*Exercise brief:*
Convert the lines of the records below between the lines holding "Task: detect green bush." and "[234,887,497,1024]", inclusive, into a numbered list with no blank lines.

☆ ☆ ☆ ☆

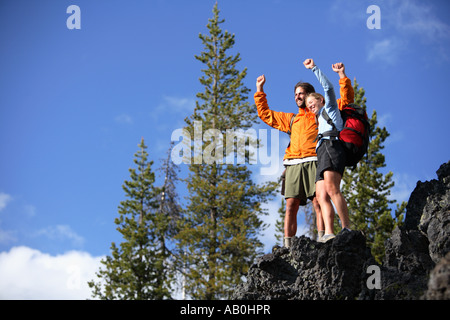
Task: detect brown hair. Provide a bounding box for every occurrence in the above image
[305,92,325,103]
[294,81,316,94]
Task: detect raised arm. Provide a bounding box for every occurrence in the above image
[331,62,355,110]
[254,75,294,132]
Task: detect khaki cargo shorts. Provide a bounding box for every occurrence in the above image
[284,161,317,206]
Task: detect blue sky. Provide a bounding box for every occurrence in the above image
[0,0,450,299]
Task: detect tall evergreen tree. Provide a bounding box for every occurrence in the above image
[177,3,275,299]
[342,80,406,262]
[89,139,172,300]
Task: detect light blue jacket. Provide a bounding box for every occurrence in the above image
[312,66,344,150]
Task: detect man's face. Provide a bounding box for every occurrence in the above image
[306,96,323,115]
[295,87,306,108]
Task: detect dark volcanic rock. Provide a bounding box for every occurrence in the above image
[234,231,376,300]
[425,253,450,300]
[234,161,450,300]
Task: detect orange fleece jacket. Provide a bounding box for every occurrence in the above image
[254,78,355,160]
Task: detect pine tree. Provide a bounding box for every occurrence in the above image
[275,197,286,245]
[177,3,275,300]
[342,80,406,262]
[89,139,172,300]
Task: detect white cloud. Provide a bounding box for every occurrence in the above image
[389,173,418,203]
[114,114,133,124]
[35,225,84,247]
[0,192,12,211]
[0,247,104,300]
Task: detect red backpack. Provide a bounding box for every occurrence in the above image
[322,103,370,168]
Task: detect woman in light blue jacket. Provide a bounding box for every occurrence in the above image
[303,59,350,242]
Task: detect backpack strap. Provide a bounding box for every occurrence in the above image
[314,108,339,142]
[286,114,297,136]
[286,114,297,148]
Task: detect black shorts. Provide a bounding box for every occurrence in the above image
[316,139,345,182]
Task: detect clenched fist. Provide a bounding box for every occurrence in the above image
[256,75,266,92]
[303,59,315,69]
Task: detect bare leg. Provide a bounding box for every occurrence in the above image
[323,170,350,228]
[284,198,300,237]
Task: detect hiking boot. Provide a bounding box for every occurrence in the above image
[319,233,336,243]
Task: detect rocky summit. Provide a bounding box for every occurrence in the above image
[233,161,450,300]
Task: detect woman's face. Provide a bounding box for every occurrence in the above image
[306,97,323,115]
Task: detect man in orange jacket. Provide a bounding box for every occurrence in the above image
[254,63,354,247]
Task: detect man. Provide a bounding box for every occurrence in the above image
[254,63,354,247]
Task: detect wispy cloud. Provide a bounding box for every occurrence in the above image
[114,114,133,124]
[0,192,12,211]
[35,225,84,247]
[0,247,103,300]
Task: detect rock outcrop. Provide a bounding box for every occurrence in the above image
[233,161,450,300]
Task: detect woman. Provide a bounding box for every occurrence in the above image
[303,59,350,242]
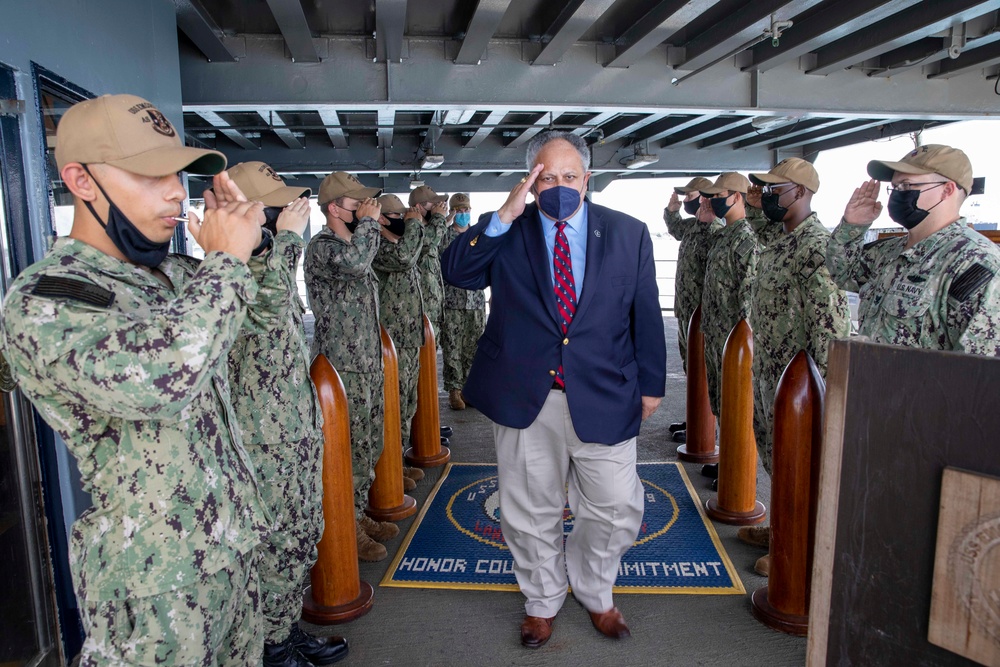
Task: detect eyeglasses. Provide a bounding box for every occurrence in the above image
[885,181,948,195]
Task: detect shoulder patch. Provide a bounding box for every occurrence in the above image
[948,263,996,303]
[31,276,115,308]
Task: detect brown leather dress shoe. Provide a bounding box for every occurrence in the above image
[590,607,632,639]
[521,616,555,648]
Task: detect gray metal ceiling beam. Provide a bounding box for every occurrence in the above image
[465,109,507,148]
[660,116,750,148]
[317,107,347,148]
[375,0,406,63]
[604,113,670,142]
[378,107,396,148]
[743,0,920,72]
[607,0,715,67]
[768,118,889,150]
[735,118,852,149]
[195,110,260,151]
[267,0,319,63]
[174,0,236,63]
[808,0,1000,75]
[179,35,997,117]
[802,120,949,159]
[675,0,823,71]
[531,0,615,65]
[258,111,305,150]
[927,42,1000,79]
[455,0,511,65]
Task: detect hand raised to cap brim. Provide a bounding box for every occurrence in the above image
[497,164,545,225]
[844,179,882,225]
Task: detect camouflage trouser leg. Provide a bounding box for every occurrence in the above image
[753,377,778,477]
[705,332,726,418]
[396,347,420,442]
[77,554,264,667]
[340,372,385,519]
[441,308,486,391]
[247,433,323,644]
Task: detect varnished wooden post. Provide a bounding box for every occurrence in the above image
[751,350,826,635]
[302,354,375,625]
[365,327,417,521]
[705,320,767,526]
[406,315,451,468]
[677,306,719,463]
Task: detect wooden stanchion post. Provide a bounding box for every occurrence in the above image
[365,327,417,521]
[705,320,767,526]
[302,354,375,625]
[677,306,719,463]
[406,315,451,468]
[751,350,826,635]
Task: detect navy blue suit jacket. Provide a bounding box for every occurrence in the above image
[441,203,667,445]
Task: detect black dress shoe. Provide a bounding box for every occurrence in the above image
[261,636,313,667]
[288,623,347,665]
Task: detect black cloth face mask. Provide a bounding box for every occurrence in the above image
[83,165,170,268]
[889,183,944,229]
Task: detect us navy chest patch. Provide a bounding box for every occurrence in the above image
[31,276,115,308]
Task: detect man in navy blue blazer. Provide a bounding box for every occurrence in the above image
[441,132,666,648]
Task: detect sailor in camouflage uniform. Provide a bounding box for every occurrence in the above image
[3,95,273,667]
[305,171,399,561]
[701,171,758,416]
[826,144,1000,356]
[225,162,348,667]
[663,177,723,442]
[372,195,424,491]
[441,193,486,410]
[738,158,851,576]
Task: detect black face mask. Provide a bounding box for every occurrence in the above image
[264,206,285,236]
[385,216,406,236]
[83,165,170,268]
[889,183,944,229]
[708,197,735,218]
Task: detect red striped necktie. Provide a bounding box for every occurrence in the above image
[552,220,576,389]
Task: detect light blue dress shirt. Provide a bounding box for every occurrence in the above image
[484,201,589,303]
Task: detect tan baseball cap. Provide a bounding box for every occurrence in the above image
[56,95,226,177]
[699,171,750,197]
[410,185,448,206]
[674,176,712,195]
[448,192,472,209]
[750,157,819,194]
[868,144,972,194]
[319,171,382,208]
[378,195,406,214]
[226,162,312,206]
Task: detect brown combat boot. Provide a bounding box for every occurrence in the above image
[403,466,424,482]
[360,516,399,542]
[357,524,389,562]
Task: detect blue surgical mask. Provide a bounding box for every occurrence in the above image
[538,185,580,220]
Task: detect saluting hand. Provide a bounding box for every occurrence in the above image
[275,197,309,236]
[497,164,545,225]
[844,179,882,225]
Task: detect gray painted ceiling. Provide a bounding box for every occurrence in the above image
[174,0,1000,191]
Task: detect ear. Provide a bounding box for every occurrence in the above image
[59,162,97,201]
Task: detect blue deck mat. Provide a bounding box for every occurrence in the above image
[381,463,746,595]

☆ ☆ ☆ ☆

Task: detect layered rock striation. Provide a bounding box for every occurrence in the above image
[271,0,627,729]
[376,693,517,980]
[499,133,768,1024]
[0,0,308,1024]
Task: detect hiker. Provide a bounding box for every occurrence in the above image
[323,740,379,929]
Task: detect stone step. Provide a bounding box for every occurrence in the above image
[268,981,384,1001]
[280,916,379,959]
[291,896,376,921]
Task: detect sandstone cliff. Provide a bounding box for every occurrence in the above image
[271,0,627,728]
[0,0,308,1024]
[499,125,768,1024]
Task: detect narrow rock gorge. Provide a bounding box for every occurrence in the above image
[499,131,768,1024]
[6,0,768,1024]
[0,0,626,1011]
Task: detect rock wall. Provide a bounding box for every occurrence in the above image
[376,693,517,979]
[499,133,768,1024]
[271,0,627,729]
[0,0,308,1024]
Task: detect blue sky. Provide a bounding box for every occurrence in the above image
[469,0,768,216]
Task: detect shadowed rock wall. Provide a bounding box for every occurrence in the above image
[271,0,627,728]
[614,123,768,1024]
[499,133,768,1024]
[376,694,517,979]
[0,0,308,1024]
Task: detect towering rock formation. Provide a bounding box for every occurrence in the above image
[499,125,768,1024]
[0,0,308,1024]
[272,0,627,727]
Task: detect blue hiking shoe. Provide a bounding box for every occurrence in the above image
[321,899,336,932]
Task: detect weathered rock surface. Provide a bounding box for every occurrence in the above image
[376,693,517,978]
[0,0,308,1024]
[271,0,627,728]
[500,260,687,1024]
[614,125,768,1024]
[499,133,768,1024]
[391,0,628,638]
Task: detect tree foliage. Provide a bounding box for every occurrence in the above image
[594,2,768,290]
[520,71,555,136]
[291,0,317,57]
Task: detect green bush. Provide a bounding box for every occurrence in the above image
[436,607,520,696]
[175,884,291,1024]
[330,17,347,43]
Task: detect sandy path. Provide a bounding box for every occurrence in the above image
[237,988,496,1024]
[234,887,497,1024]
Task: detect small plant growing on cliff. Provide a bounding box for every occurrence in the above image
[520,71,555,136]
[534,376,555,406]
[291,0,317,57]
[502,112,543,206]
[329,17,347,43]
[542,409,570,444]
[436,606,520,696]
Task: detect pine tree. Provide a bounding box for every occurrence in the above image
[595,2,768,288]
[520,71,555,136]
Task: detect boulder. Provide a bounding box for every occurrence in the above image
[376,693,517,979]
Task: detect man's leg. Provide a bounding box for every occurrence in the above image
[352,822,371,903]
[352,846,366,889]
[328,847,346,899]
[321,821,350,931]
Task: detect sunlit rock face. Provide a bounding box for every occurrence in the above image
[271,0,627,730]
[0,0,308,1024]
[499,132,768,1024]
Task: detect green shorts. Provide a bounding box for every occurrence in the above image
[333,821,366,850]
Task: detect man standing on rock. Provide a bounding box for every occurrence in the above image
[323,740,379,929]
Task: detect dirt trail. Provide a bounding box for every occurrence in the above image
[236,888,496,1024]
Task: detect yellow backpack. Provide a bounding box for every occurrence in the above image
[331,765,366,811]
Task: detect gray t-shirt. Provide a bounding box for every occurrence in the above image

☆ ☆ ☆ ☆

*Answer for this exercise:*
1. Task: detect green bush. Provide a bounding box for every occurrence in the above image
2. [436,607,520,696]
3. [175,884,291,1024]
4. [330,17,347,43]
5. Task: detect sandy path. Provide a bounding box for every occurrence in the above image
6. [237,988,496,1024]
7. [234,887,497,1024]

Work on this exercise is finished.